__What you need to do__: Display every line in the entries below that contains the string "hand". Match case exactly.

__Extracted data__:
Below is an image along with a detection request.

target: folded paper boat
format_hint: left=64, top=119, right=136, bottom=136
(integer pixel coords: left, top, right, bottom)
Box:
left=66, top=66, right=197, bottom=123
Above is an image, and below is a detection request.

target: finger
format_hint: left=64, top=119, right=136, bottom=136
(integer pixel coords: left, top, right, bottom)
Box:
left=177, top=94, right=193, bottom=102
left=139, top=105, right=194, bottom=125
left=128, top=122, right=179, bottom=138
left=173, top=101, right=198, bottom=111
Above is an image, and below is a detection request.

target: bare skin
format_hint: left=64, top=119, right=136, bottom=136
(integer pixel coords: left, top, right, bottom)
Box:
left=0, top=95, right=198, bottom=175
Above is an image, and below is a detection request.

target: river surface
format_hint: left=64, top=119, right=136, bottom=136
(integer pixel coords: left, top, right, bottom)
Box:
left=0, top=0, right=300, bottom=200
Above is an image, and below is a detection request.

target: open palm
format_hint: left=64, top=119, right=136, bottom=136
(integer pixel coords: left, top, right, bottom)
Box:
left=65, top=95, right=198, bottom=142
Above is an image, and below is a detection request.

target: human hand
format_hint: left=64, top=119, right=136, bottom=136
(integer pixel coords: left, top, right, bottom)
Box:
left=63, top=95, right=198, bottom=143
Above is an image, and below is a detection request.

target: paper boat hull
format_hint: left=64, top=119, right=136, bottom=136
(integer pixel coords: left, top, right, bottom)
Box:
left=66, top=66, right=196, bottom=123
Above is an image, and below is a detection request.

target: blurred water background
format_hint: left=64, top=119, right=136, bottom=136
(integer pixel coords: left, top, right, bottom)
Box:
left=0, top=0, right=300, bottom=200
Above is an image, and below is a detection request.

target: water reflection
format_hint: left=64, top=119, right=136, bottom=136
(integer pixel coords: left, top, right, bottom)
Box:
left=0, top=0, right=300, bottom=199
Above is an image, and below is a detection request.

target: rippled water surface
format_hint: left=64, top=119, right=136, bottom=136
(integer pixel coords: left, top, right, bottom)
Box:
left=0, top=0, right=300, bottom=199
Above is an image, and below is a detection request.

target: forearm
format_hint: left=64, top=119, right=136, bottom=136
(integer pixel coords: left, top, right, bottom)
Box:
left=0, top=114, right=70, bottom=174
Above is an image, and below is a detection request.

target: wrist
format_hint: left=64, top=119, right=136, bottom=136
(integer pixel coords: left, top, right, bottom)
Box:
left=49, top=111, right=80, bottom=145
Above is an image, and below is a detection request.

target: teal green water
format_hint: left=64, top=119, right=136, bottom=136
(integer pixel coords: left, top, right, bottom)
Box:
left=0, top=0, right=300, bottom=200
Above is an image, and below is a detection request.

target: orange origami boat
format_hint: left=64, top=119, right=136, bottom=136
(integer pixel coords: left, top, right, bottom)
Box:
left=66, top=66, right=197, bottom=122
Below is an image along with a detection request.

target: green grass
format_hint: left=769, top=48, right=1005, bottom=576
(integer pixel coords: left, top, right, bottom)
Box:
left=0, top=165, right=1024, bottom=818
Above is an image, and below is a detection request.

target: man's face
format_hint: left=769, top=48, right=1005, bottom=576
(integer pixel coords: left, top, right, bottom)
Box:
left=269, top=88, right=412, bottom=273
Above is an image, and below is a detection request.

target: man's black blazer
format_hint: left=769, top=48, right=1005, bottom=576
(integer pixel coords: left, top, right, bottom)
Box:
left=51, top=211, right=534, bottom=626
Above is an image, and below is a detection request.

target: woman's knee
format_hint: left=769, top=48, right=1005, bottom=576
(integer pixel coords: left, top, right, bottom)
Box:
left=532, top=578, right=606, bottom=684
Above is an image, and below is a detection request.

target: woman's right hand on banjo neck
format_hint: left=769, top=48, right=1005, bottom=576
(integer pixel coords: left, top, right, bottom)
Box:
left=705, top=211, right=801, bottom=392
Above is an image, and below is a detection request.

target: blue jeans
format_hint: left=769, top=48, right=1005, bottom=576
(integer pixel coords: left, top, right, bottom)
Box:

__Answer to this exercise__:
target: human hand
target: woman's right hand on banjo neck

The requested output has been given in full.